* _STATED GOAL_:
Copy out, word for word, the stretch of items below from the line containing "In the photo above, where can the cross" through the end of the items.

* _Labeled-object pointing entries_:
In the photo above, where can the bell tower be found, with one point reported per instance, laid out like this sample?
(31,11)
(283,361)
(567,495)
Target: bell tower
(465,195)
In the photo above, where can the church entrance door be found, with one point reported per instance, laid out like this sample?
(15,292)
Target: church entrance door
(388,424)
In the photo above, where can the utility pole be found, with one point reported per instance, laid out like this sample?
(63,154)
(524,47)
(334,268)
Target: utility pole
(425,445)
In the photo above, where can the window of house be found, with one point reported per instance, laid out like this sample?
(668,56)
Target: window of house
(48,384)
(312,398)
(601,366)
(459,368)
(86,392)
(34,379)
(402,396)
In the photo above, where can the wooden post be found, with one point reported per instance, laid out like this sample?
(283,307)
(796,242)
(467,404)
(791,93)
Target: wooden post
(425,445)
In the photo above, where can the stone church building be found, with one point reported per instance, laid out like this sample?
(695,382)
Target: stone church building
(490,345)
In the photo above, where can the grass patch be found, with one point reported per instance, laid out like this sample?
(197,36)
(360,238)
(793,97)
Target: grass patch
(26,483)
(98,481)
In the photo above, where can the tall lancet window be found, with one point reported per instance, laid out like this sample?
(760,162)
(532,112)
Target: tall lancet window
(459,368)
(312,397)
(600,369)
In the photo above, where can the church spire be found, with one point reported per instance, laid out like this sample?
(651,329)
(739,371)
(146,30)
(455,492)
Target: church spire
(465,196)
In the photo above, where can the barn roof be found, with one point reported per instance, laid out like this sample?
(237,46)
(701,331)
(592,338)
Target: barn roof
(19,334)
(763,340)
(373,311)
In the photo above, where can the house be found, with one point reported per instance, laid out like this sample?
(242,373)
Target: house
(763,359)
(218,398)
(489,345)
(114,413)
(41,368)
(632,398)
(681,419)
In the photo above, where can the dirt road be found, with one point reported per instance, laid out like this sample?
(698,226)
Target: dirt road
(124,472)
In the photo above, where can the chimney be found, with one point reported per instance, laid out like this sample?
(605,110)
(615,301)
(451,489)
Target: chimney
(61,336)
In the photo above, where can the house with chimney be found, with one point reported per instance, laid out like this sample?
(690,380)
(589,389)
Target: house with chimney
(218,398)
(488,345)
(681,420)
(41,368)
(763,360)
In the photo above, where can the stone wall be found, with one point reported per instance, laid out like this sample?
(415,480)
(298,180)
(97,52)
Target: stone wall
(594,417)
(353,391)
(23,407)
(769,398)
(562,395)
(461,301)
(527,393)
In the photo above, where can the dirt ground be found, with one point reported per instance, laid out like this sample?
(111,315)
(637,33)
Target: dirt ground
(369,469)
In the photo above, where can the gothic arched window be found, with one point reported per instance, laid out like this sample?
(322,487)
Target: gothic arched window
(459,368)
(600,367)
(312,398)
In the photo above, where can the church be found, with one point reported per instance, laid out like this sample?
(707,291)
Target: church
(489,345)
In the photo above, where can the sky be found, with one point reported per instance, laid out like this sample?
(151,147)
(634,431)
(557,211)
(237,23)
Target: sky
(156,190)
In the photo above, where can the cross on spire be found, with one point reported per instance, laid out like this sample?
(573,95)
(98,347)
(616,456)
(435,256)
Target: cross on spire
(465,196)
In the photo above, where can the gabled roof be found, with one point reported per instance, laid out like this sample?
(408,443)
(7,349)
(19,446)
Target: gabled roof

* _EXERCISE RESPONSE_:
In the photo above, where can the cross on spire be found, with one point reported per instance, laid out like this sample?
(573,95)
(98,347)
(616,456)
(435,256)
Target: cross on spire
(465,196)
In the photo above, where can the gabled roof be found, with one point reported per instance, laid out like this sample?
(408,443)
(7,349)
(19,446)
Target: gabled roof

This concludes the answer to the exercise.